**TEXTE SUPPORT:**
:::
En cancer ORL, les doses étant supérieures à 50 Gy, la glande salivaire irradiée serait considérée comme détruite [12]. Ces effets seront irréversibles et donc à vie. Il est essentiel d'intégrer le patient dans un suivi et dans un protocole de prophylaxie en amont, pendant et après radiothérapie.
Une modification de la flore bactérienne locale serait observée avec une augmentation des bactéries cariogènes et acidophiles (notamment S. mutans et Lactobacillus). Cette augmentation pourrait persister jusqu'à 3 mois après RT, voire plus. Cette perturbation de la flore ne serait pas uniquement liée au rayonnement, il semblerait que les modifications salivaires participeraient à l'altération du microbiote commensal oral et au fait qu'il devienne plus pathogène [13].
La radiothérapie a aussi un impact sur le régime alimentaire des patients. Des changements dans la fréquence et la composition des repas sont constatés à cause des effets secondaires :
• dysgueusie (plus ou moins transitoire) : perte en post-radiothérapie des goûts majoritairement acide et amer au profit du sucré/salé, modifiant envie et satiété chez le patient ;
• dysphagie : provoquée par les modifications salivaires et le traitement. Les patients atteints ne pourront plus avaler que des boissons sucrées et/ou liquides. Ce trouble peut aussi entraîner des troubles du sommeil modifiant le rythme et le moral.
Certains patients vont parfois perdre beaucoup de poids et devront alors suivre un régime médical hypercalorique (apport régulier sucré) pour supporter le traitement.
L'hygiène est aussi perturbée car :
• les séances de radiothérapie sont chronophages ;
• un manque de communication sur l'importance de l'assiduité du brossage pendant les radiothérapies est relevé ;
• le stress et l'état psychologique du patient entraînent une minimisation plus ou moins volontaire de l'aspect bucco-dentaire ;
• les effets secondaires de la radiothérapie aigus (mycoses et mucites) et tardifs (limitation de l'ouverture buccale = LOB) peuvent rendre le brossage inconfortable, voire impossible sans aide médicamenteuse. Après traitement, c'est la limitation de l'ouverture buccale qui peut empêcher l'ouverture pour une bonne hygiène.
:::
**ENTRÉES EXTRAITES:**
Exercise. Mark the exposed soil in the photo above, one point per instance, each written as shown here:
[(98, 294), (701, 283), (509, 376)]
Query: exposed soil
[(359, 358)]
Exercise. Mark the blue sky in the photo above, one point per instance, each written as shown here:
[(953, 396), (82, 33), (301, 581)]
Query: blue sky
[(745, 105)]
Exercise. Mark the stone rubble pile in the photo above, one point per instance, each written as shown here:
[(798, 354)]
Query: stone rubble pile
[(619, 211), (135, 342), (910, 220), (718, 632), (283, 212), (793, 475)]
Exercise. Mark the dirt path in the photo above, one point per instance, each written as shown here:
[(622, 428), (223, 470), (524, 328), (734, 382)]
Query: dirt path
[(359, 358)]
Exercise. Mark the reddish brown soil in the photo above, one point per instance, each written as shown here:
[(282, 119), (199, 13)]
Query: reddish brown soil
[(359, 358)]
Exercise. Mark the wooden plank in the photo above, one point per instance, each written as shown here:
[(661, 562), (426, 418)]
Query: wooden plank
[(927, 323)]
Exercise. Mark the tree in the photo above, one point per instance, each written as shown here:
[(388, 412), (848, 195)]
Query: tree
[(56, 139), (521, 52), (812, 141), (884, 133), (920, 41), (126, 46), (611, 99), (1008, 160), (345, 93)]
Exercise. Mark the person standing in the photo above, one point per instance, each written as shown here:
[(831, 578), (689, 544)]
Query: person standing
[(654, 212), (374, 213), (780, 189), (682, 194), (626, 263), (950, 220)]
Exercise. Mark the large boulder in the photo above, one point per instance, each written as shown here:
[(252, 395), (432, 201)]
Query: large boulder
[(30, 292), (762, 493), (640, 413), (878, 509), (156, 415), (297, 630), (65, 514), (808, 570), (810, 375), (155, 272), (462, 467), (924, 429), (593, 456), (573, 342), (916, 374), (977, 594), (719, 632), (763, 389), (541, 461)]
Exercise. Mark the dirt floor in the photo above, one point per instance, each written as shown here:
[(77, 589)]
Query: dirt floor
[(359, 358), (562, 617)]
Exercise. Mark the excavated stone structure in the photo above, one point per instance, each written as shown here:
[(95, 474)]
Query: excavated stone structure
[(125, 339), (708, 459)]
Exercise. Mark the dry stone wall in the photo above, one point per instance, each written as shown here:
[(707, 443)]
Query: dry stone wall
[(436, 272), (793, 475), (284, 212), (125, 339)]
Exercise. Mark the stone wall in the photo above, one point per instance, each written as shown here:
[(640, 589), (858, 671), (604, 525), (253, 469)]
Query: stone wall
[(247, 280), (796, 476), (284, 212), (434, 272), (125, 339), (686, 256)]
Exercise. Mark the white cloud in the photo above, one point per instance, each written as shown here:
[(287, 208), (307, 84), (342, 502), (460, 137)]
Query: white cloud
:::
**EXERCICES:**
1: Extrayez du texte sur la radiothérapie le passage qui commence à « L'hygiène est aussi » et se termine à « une bonne hygiène. », sans rien y changer.
2: Rédigez la suite du texte sur la radiothérapie à partir de l'endroit où il s'arrête.
Le matériel ci-dessus est indépendant du texte sur la radiothérapie.

**RÉPONSES SUCCESSIVES:**
1:
L'hygiène est aussi perturbée car :
• les séances de radiothérapie sont chronophages ;
• un manque de communication sur l'importance de l'assiduité du brossage pendant les radiothérapies est relevé ;
• le stress et l'état psychologique du patient entraînent une minimisation plus ou moins volontaire de l'aspect bucco-dentaire ;
• les effets secondaires de la radiothérapie aigus (mycoses et mucites) et tardifs (limitation de l'ouverture buccale = LOB) peuvent rendre le brossage inconfortable, voire impossible sans aide médicamenteuse. Après traitement, c'est la limitation de l'ouverture buccale qui peut empêcher l'ouverture pour une bonne hygiène.

2:
Salive séreuse : fluide, filante, riche en protéines (amylases) et en eau (électrolytes)
Salive muqueuse : plus visqueuse, moins liquide, enrichie en muco-polysaccharide (glycoaminoglycanes)
– Apport sucré régulier (dysgueusie, régime hypercalorique)
– Diminution du brossage sur terrain immunitaire fragile (mucite, épithélite, LOB, état psychologique)
– Flore buccale plus cariogène
– Diminution de la clairance et de la protection salivaire
+/- Fragilité structurale et mécanique des tissus dentaires post-radiques
La modification structurale et mécanique des tissus irradiés ainsi qu'RCI augmenté seraient les étiologies principales de la maladie carieuse post-radique. Elle est virulente, rapide et destructrice, il est nécessaire de pouvoir l'anticiper et de traiter les lésions carieuses dès leur stade initial. Au-delà de 60 Gy, les dommages seraient considérés comme étant liés aux rayons et à l'hyposialie [14], ce qui rendrait la maladie carieuse post-radique particulière. Ces différences avec la maladie carieuse habituelle ainsi que sa prise en charge vous seront définies dans un prochain article.